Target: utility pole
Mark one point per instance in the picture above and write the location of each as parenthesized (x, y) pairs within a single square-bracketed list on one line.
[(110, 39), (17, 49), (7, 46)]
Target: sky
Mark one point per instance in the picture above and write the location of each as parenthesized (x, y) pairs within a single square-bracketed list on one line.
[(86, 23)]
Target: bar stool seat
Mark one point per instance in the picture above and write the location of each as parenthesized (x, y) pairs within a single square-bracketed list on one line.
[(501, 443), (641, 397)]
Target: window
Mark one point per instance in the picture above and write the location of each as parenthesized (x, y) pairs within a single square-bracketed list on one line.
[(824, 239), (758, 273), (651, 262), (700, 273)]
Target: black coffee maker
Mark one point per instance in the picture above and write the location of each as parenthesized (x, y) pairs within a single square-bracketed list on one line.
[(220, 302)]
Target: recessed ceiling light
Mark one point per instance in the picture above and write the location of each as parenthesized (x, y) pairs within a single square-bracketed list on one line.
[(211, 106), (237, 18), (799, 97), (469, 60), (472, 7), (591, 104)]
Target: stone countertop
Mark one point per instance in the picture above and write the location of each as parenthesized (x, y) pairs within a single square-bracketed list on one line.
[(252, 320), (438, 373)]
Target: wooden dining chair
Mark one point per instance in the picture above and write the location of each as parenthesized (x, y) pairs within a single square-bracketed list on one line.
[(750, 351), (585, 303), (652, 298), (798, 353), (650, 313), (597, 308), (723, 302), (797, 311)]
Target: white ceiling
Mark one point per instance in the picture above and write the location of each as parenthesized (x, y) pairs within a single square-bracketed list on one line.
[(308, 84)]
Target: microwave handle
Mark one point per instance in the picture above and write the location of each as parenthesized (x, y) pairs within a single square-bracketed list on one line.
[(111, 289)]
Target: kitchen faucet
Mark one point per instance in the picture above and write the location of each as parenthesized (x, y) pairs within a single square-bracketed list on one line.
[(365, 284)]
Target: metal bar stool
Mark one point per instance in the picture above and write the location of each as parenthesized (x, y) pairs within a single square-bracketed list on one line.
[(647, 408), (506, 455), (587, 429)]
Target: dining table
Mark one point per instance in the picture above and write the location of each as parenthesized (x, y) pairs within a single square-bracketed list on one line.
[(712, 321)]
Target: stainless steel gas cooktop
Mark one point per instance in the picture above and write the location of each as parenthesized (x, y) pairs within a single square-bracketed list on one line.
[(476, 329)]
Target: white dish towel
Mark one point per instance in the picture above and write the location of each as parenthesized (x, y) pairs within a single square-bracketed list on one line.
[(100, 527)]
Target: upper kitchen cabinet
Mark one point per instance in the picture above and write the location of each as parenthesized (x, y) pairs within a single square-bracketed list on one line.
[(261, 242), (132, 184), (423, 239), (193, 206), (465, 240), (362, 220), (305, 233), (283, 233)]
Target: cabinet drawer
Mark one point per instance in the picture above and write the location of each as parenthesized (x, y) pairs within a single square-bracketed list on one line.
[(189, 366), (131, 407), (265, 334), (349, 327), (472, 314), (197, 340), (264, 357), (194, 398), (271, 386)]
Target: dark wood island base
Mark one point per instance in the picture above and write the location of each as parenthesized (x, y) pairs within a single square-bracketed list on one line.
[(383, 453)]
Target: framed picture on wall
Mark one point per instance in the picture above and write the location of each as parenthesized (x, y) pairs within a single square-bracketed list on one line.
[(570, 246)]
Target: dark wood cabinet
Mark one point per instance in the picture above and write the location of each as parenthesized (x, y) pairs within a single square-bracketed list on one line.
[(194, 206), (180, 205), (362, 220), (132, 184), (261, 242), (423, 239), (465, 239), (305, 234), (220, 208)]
● ● ● ● ●
Directive —
Transcribe the material above in its entirety. Match it exactly.

The output —
Target: utility pole
Mark one point per instance in the picture above and write the location of each as parenthesized (x, y) pairs within a single square-bracketed list on one line.
[(110, 39), (17, 49), (7, 46)]
Target: sky
Mark one point per instance in the picture above and write the location of each as parenthesized (x, y) pairs within a single square-bracketed list on one line.
[(86, 23)]
Target: bar stool seat
Mark one point per instance in the picture above and write the location of each as parenthesized (x, y) pairs within a single square-bracketed list on one line.
[(501, 443), (641, 397)]
Target: window
Mark one point per instance in the picture above and write the location of each as parenthesized (x, y) pairs within a single square-bracketed list on one line.
[(824, 239), (758, 273), (651, 262), (700, 273)]
Target: black coffee maker
Mark one point per instance in the picture above and write the location of each as parenthesized (x, y) pairs within a single square-bracketed list on one line.
[(220, 302)]
Target: recessed ceiling light
Mark one point per instance in the picture above and write the location of each as parenthesized (x, y) pairs within a single square-bracketed list on one line.
[(211, 106), (237, 18), (799, 97), (469, 60), (472, 7), (591, 104)]
Target: stone countertop
Mark one point per instance in the picture above and write the location of each as parenthesized (x, y) pairs within a single square-bracketed list on one line.
[(252, 320), (438, 373)]
Target: wooden dining chair
Mark one point per instance in the picture above and write the location of each as parenthesized (x, y) pairs within a single square-bracketed list on one line.
[(750, 351), (585, 303), (652, 298), (798, 353), (650, 313), (597, 308), (723, 302), (797, 311)]
Target: white ceiling
Mark one point per instance in the picture above and write the location of each as parenthesized (x, y) pairs within a single square-bracketed list on one line.
[(308, 84)]
Target: microwave handle
Mark one point per instance in the picture above and write the location of each as parenthesized (x, y) pairs within a single square-bracketed list on one line.
[(111, 289)]
Target: kitchen faucet
Mark one point per instance in the picture above and write the location of each as parenthesized (x, y) pairs within a single square-bracketed list on one line.
[(365, 284)]
Target: metal bar stool
Mark one point per instance in the picture above and write the location of each as parenthesized (x, y) pairs within a single square-bracketed list on one line.
[(647, 408), (506, 455), (587, 429)]
Target: dining table
Mark one point per instance in the picture above and write the location of each as parenthesized (x, y) pairs within a single square-bracketed list on one line.
[(712, 321)]
Target: stainless steel gas cooktop
Mark one point per instance in the picture above and write the location of each as parenthesized (x, y) pairs within a single square-bracketed list on one line.
[(476, 329)]
Target: white dish towel
Mark one point per instance in the picture above and write the location of each as parenthesized (x, y) pairs within a single square-bracketed list on one line.
[(100, 527)]
Target: upper kitchen cabinet
Mark one point per instance in the picture above and write the location of each as parenthesized (x, y) pairs within a single square-bracketed list on one line.
[(261, 242), (132, 184), (423, 239), (193, 206), (465, 240), (362, 220), (305, 233), (283, 233)]
Target: cabinet drawer
Mark one point per instance in the picture above and write the location of each as parenthesized (x, y) pairs within a single square-bracketed list on one line.
[(189, 366), (131, 407), (265, 334), (349, 327), (472, 314), (197, 340), (264, 357), (194, 398), (271, 386)]
Target: dark wood island base
Mark one point per instance in the picture above and write the location of each as parenthesized (x, y) pairs within a single square-bracketed list on one line.
[(383, 453)]
Target: framed picture on wall
Mark one point per instance in the picture above and write the location of each as parenthesized (x, y) pairs within a single square-bracketed list on one line.
[(570, 246)]
Target: dark wood cabinet
Mark one point per instance in the picture above and write the location of each as parenthesized (x, y) pairs within a single square-bracketed list on one line.
[(194, 206), (180, 205), (362, 220), (132, 184), (261, 242), (423, 239), (465, 239), (305, 234), (220, 208)]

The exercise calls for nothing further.